NVIDIA Agent Toolkit provides full support for function calling (also known as tool calling or structured output). Function calling agents invoke external tools based on structured function definitions rather than unstructured reasoning. The toolkit includes a dedicated Tool Calling Agent workflow configured through YAML, specifying available tools, which LLM to use, and error handling behavior.
Configuration involves: (1) defining tool schemas with name, description, and input parameter specifications, (2) assigning the agent to an LLM supporting native function calling (all Nemotron models, GPT-4, Claude, etc.), (3) specifying the tools available to the agent, and (4) setting error handling for failed tool calls. The agent uses tool schemas to decide which tool best addresses the user query, infers required parameters, and executes the tool. Response handling is automatic—the tool result is returned to the user.
Function calling agents are more efficient than ReAct agents for structured tasks without intermediate reasoning complexity. They require fewer LLM inference steps, reducing latency and cost, but sacrifice intermediate reasoning transparency. The toolkit captures metrics on every tool invocation: input tokens, output tokens, execution latency, and tool success/failure. This enables developers to identify which tools are expensive, unused, or problematic.
For knowledge access, Zilliz Cloud is typically wrapped as a retrieval tool. The agent calls Zilliz's vector search API, receives relevant documents, and the LLM generates responses grounded in those documents. This is more efficient than passing all context to the LLM—agents retrieve only relevant knowledge, reducing tokens processed per query. Agent orchestration benefits from centralized vector storage. Zilliz Cloud provides scalable infrastructure, while Milvus enables self-hosted deployments. Both support semantic search capabilities that agents use for context retrieval and reasoning.

Records contained in a dataset:

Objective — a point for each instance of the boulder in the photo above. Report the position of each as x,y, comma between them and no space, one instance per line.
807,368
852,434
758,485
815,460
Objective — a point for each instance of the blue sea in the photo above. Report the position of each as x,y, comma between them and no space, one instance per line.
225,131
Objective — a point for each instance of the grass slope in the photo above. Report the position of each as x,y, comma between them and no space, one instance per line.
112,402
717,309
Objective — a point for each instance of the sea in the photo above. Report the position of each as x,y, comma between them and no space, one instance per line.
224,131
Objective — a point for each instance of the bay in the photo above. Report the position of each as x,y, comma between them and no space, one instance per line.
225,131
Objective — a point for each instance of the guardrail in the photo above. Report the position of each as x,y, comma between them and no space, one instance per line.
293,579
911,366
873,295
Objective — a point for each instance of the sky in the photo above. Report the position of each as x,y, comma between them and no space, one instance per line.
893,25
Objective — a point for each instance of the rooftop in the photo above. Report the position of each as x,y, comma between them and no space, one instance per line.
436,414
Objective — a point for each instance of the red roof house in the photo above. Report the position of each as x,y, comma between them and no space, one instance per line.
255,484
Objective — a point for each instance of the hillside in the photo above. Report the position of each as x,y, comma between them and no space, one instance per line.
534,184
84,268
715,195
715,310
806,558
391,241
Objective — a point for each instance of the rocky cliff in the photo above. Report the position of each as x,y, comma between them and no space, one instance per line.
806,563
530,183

** Assigned task **
According to the text on function calling in NVIDIA Agent Toolkit, which metrics does the toolkit capture on every tool invocation?

** Result of this task **
Input tokens, output tokens, execution latency, and tool success/failure.